**What you need to do**
Could you set down the lines below, from the one containing "Task: point to every instance of the wooden privacy" through the final line, exactly as written?

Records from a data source

******

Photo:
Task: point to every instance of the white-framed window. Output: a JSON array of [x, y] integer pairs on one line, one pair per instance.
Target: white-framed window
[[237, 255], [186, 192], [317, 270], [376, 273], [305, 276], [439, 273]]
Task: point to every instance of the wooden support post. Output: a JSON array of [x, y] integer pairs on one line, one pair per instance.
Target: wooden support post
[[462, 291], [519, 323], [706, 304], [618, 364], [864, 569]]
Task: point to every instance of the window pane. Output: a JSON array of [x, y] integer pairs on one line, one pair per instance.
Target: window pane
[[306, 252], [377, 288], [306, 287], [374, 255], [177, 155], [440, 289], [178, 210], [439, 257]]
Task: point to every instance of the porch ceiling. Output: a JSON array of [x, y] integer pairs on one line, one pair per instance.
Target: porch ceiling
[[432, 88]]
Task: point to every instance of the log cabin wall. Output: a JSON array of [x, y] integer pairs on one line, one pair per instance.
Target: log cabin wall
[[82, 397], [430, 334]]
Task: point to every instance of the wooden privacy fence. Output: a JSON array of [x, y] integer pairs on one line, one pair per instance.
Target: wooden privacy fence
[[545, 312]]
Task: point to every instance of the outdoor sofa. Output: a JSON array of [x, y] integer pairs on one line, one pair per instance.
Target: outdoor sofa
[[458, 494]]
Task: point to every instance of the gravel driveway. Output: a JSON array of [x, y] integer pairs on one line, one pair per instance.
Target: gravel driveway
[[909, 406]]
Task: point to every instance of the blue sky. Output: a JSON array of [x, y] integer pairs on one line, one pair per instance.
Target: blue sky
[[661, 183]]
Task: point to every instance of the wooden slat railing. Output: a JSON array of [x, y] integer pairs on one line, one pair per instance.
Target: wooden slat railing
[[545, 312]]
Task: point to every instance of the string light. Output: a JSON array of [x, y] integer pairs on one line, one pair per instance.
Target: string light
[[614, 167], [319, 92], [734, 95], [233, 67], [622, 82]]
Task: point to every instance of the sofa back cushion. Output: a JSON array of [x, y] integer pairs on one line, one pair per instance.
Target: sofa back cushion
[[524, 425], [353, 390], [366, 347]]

******

**Solution for this exercise**
Task: point to every instance of the wooden privacy fence. Output: a JSON array of [x, y] integer pairs on one line, one pair per instance.
Target: wooden privacy fence
[[545, 312]]
Task: point to every instance of the outdoor sofa. Output: a JSON array of [x, y] integer pairs on one line, one pair per instance.
Target: outdoor sofa
[[458, 494]]
Task: point to every instance of the gravel driveway. Output: a JSON array of [x, y] integer pairs on one line, one pair per instance.
Target: gravel driveway
[[909, 406]]
Task: point to every instance of the blue sky. Output: a JSON array of [x, y] integer pairs on one line, one pair per instance.
Target: blue sky
[[661, 183]]
Task: point to every instance of the wooden slat railing. Output: a JSON array of [x, y] integer pairs on one line, one pair per instance.
Target: wooden slat railing
[[545, 312]]
Task: point to every instance of the string light. Output: a JSON array of [x, y] integer pairs on one line, one pair per instance.
Target: string light
[[614, 167], [319, 92], [734, 95], [233, 67], [622, 82]]
Task: point to every instance of the sofa back cushion. Output: a JSON array of [x, y] integer pairs on one line, one pair per instance.
Target: sofa back cushion
[[524, 425], [353, 390], [366, 347]]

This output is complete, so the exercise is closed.